*THE REQUEST:*
Please copy the lines below without any changes, from the line with "Each instance of the thumb" through the line with "pixel 451 136", including both of those lines.

(Object position labeling lines)
---*---

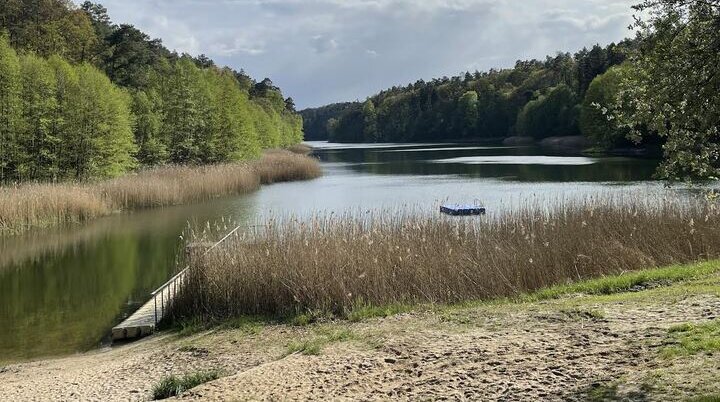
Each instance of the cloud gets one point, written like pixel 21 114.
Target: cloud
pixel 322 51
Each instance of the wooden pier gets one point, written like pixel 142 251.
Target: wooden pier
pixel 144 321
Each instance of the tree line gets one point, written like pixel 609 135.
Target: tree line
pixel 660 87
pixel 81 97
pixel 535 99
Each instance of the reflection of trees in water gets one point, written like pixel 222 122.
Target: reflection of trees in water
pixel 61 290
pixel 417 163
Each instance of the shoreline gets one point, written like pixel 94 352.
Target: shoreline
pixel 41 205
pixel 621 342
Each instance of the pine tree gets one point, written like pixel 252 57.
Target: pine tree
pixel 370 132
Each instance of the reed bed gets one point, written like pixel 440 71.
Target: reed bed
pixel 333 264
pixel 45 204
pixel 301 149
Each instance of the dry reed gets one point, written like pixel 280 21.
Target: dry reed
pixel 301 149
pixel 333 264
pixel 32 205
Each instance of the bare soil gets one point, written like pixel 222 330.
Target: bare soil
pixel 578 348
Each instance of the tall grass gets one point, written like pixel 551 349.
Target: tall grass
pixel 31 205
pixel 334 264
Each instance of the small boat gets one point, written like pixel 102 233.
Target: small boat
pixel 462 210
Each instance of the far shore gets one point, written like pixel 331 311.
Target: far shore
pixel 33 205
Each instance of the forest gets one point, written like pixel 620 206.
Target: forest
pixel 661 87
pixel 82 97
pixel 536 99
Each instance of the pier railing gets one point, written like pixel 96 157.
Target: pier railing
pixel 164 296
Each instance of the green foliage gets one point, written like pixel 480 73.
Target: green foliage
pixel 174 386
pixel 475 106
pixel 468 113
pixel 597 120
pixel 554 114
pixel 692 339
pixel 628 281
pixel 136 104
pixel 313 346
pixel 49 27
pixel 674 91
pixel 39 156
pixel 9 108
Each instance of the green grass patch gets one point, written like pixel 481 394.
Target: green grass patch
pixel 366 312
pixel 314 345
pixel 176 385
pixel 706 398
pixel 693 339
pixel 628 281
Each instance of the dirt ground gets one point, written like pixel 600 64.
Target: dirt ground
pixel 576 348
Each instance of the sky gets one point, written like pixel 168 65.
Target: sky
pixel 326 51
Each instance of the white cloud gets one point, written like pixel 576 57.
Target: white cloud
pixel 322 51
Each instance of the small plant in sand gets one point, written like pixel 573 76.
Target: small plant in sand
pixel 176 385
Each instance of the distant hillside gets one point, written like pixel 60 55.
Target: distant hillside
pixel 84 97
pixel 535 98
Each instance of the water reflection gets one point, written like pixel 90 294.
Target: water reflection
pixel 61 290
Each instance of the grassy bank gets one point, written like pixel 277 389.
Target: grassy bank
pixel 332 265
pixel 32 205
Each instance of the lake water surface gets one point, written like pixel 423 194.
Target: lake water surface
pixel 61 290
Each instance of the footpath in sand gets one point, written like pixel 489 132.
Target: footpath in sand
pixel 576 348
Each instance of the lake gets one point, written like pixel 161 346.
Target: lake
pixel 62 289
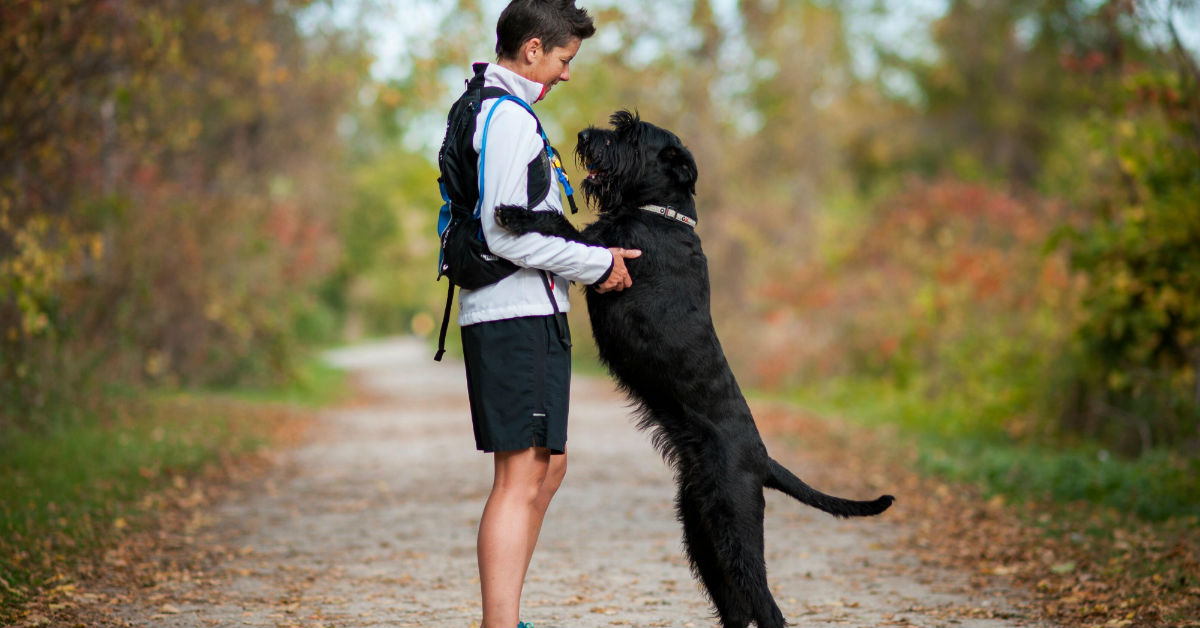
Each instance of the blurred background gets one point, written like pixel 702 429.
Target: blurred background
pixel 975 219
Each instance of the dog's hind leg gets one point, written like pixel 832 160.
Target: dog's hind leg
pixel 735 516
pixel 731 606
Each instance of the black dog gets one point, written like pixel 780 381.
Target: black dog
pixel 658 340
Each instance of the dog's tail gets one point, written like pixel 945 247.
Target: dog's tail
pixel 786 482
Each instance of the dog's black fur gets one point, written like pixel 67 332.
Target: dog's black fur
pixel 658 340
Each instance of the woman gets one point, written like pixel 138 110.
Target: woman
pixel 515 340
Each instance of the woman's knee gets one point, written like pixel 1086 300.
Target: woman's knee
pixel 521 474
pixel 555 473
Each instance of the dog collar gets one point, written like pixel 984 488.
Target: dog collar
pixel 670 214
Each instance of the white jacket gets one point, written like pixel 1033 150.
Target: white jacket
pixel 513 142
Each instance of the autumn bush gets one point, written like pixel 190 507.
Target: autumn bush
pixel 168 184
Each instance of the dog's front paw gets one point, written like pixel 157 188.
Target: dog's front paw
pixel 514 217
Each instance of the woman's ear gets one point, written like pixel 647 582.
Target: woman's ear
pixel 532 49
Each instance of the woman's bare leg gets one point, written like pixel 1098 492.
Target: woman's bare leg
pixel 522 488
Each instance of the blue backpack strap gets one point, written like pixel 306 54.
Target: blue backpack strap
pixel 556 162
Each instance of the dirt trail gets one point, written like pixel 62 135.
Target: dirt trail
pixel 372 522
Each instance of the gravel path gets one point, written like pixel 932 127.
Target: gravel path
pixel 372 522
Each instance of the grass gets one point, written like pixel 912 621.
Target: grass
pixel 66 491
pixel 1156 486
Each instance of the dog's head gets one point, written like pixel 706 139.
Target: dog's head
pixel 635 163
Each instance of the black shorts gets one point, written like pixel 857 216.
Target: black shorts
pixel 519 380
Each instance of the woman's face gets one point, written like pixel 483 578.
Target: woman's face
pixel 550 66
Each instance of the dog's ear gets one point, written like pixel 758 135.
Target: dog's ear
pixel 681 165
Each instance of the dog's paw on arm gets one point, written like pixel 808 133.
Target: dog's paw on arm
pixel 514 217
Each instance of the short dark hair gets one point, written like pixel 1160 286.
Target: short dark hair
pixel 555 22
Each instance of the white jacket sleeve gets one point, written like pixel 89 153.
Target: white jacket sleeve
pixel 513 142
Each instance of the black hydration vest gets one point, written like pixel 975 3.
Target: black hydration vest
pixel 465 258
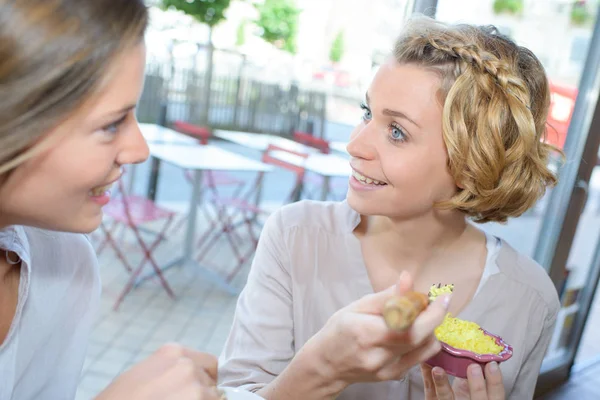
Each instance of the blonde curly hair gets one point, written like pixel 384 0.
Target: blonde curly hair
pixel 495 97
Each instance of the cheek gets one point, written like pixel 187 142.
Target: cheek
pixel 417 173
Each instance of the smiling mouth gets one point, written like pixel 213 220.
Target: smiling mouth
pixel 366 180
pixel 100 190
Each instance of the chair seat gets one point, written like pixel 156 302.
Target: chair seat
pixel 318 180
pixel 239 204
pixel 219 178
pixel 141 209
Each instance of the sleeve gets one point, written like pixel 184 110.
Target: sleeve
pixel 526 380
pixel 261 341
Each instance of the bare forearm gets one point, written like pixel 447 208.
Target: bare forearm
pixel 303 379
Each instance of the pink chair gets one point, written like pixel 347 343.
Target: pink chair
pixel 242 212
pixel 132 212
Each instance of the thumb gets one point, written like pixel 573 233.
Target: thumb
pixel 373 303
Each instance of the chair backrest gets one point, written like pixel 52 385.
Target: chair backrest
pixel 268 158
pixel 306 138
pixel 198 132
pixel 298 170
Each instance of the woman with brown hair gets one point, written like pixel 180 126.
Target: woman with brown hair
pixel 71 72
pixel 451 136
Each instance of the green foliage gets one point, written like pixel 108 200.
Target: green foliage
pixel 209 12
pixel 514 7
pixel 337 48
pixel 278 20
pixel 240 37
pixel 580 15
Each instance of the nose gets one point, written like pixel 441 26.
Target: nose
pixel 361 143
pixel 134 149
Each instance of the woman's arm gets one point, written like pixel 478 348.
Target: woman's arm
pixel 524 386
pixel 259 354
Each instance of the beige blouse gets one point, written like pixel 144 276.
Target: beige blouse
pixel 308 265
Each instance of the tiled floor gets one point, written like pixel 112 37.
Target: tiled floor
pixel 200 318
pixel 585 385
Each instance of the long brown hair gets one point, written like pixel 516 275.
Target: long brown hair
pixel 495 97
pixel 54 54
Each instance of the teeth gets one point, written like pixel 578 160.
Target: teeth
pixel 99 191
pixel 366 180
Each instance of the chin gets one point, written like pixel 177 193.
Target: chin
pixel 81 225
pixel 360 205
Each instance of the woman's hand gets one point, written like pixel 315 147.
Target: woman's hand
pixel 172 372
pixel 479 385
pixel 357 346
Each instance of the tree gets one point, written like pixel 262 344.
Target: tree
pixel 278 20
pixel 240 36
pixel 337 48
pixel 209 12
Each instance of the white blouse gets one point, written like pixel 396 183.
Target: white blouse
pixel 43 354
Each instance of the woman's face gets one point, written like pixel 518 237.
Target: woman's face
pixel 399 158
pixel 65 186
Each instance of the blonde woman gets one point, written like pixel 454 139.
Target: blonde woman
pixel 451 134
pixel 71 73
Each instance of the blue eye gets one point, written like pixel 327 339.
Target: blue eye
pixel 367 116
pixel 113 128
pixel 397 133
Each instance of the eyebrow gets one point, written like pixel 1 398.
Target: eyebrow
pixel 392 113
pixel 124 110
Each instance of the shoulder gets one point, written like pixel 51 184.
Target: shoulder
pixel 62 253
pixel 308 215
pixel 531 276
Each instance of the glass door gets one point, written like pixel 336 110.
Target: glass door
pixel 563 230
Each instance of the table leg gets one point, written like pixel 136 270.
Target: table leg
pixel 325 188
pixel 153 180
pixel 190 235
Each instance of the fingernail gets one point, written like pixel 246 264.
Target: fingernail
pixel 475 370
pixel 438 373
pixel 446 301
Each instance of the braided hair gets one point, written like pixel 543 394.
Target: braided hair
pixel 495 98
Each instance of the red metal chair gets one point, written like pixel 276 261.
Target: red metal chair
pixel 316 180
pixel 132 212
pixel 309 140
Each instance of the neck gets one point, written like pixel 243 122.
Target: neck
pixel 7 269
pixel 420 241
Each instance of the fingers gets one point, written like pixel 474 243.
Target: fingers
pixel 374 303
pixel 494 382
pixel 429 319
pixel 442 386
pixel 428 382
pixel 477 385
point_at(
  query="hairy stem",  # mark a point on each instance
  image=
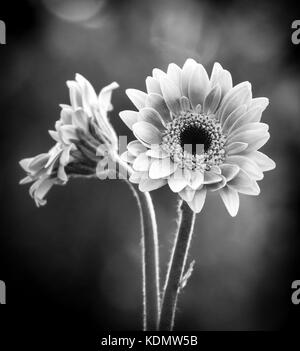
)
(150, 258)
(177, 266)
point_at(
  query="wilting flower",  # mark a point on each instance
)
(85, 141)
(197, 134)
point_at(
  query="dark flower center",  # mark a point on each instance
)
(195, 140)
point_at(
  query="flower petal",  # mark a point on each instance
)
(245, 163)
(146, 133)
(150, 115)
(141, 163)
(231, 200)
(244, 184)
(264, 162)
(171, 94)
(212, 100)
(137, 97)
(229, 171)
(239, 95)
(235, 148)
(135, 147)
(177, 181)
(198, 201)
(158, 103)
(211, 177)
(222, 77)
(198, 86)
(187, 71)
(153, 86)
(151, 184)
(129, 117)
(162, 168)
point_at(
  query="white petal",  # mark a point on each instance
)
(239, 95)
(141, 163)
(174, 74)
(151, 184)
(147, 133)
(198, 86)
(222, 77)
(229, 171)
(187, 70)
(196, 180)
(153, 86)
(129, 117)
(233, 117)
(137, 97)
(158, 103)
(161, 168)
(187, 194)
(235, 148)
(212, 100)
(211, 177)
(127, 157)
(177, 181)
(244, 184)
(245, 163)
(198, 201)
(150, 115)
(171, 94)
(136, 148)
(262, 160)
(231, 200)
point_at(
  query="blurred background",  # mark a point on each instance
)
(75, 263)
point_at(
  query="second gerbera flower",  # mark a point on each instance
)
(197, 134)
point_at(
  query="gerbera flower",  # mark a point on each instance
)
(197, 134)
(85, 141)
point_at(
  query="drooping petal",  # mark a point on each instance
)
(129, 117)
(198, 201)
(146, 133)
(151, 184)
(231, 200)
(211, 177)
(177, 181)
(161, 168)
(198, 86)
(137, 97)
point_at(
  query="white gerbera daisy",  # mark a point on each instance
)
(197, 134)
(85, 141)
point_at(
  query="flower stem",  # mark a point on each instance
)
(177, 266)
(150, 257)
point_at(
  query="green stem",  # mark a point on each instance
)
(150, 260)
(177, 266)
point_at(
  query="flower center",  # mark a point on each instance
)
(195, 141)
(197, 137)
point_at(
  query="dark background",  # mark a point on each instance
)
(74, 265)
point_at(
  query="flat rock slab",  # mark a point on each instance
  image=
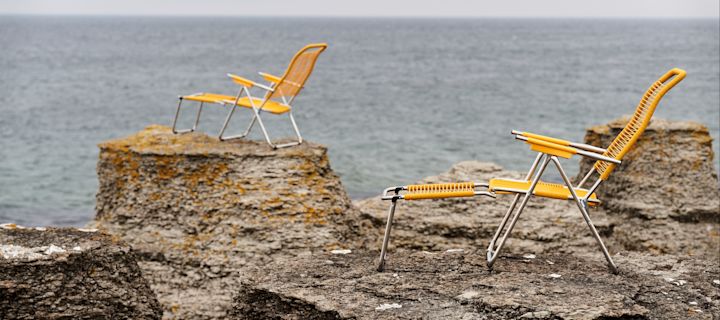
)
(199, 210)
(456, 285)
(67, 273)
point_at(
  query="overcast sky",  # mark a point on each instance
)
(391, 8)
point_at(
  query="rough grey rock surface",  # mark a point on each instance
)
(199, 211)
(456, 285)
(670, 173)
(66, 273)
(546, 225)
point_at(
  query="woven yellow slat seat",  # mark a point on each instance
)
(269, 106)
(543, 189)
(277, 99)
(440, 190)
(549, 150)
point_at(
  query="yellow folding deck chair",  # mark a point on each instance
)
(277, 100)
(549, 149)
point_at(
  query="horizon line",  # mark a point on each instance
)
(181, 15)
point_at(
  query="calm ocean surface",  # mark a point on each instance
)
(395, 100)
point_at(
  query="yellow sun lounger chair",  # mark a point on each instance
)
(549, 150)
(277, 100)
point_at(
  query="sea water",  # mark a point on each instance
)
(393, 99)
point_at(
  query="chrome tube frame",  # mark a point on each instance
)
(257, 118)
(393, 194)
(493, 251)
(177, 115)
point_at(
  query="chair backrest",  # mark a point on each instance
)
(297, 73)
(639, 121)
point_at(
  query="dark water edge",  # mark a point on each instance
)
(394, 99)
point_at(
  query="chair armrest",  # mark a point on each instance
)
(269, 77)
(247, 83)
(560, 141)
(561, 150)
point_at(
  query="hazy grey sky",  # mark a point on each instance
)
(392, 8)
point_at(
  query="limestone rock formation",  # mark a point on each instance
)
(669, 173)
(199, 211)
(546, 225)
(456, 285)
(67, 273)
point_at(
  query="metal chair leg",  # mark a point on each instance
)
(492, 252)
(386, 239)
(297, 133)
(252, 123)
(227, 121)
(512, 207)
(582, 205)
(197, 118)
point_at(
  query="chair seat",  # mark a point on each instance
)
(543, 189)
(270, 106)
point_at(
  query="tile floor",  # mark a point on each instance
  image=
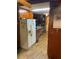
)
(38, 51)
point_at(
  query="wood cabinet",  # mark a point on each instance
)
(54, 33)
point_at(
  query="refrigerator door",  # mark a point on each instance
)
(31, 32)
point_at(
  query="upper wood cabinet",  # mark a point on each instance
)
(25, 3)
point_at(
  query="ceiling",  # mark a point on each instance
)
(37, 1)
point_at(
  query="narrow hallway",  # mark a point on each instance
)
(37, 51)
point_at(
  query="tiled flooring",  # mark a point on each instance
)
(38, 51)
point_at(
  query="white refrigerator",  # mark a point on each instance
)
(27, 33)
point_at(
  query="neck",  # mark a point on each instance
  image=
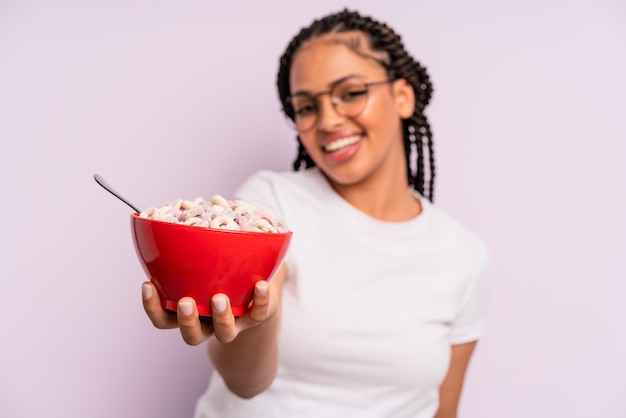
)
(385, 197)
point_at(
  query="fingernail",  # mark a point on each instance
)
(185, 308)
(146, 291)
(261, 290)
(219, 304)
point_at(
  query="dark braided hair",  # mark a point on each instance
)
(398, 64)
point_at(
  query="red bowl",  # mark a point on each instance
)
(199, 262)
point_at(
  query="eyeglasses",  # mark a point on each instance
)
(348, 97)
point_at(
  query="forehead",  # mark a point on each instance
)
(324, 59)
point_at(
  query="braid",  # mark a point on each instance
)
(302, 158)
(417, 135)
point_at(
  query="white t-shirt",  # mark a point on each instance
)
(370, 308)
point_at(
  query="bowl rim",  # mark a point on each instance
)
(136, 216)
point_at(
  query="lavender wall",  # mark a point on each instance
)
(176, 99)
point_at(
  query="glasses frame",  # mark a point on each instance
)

---*---

*TASK RESPONSE:*
Each instance of the thumb gets one point, written like pixel 573 233.
Target: thumb
pixel 373 303
Each instance of the chair backrest gets one point, written like pixel 52 385.
Target: chair backrest
pixel 268 158
pixel 306 138
pixel 198 132
pixel 298 170
Each instance of the woman with brown hair gets one point, written like pixel 180 126.
Target: woman with brown hair
pixel 71 72
pixel 451 136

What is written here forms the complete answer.